- Aim of the task
Images are not part of the copy; transcribe all the data exactly.

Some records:
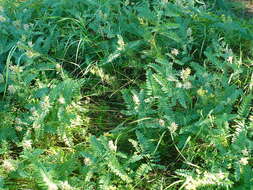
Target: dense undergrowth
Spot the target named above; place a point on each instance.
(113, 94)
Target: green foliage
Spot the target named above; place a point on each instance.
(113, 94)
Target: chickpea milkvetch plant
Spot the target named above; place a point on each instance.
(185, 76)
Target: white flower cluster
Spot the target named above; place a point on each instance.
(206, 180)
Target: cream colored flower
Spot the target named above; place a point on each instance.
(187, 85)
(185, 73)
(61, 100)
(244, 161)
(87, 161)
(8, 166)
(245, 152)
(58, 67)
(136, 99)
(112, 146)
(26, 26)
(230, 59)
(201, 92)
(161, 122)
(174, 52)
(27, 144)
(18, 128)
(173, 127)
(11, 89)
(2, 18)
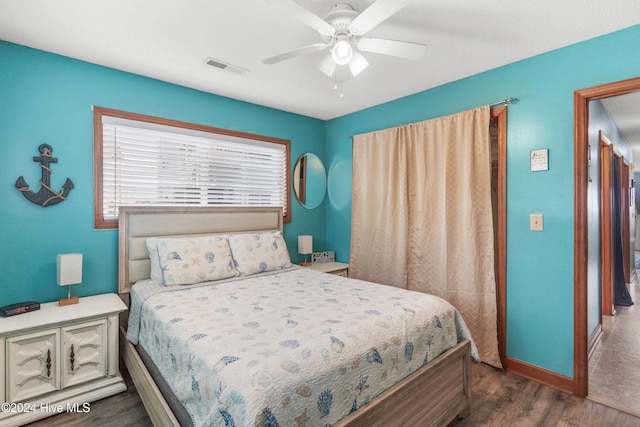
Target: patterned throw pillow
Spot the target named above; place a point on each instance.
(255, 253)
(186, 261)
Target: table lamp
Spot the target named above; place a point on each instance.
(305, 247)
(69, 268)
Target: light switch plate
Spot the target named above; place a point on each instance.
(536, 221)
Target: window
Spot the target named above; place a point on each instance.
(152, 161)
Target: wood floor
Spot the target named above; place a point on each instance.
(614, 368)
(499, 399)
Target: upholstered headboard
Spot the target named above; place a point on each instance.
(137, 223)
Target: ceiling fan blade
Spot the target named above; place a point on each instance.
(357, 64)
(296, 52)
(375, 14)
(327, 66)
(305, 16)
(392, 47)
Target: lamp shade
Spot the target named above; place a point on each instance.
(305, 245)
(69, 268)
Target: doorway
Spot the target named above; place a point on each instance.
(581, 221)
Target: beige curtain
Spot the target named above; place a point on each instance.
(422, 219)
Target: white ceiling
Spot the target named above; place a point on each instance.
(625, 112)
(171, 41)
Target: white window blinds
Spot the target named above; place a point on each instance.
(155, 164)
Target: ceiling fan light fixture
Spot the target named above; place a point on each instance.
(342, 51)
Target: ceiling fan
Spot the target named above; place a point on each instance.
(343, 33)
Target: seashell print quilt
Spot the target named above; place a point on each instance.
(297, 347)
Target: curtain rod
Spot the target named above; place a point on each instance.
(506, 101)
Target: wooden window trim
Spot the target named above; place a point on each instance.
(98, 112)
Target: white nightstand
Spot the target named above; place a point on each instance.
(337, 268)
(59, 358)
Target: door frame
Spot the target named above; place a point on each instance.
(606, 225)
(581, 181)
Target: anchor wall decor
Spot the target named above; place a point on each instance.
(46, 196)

- Exercise result
Target: dense undergrowth
Spot the target named above; place a point on each instance.
(113, 94)
Target: green foliage
Spot the target named above; place a point on each instance.
(113, 94)
Target: chickpea milkvetch plant
Spot the target named above; place a point on each instance.
(185, 76)
Target: white flower cluster
Spot the target named above; place a point on each instance.
(206, 180)
Target: cream colored flower
Spot the target named above; place a point on each instance.
(187, 85)
(185, 73)
(61, 100)
(244, 161)
(87, 161)
(8, 166)
(245, 152)
(58, 67)
(136, 99)
(112, 146)
(26, 26)
(230, 59)
(201, 92)
(161, 122)
(174, 52)
(27, 144)
(18, 128)
(173, 127)
(11, 89)
(2, 18)
Target: patterned throw pillow
Spot the target named above; place a point on each instance.
(255, 253)
(186, 261)
Target: table lamp
Spot the target named above; place a point on each instance.
(305, 247)
(69, 268)
Target: light switch plate
Spot the target named above; place a point on each instance.
(536, 221)
Target: window
Spot the target named above; place a point on each instance.
(152, 161)
Target: wood floor
Spot the target named above; place a point on each instance.
(614, 368)
(499, 399)
Target: upholstered headboard
Spot the target named above; place a point on each instance.
(137, 223)
Target: ceiling fan blade
Spot the target named above; place a point on each instance.
(357, 64)
(296, 52)
(375, 14)
(327, 66)
(305, 16)
(392, 47)
Target: lamp shade
Spot the target named above; place a point on each instance.
(305, 245)
(69, 268)
Target: doorway
Spot the target named above; place a point on each instance.
(581, 221)
Target: beige curtain
Spot the target named above; place a point on each instance.
(422, 219)
Target: white ceiling
Spot the target named above; place a point on each instance.
(625, 112)
(171, 41)
Target: white window blinds
Spot the target named above; place a point on each instance.
(155, 164)
Target: ceiling fan light fixture
Spot the target named above; place a point on each instance.
(342, 51)
Target: ceiling fan
Spot the target named above; place a point on each instance.
(343, 33)
Target: seashell print quilt
Spot the target named above; place a point on each instance.
(297, 347)
Target: curtain rod
Spot the target named above; place a point on each instance.
(506, 101)
Target: wooden window trim
Spot the target named above; place a point on each instance.
(98, 112)
Target: white nightstand
Spot the target named above; place a point on each instance.
(337, 268)
(59, 358)
Target: door frame
Spot the target named above; place a point on each instance.
(606, 225)
(581, 181)
Target: anchor wall decor
Spot the target named above; place a point on each instance.
(46, 196)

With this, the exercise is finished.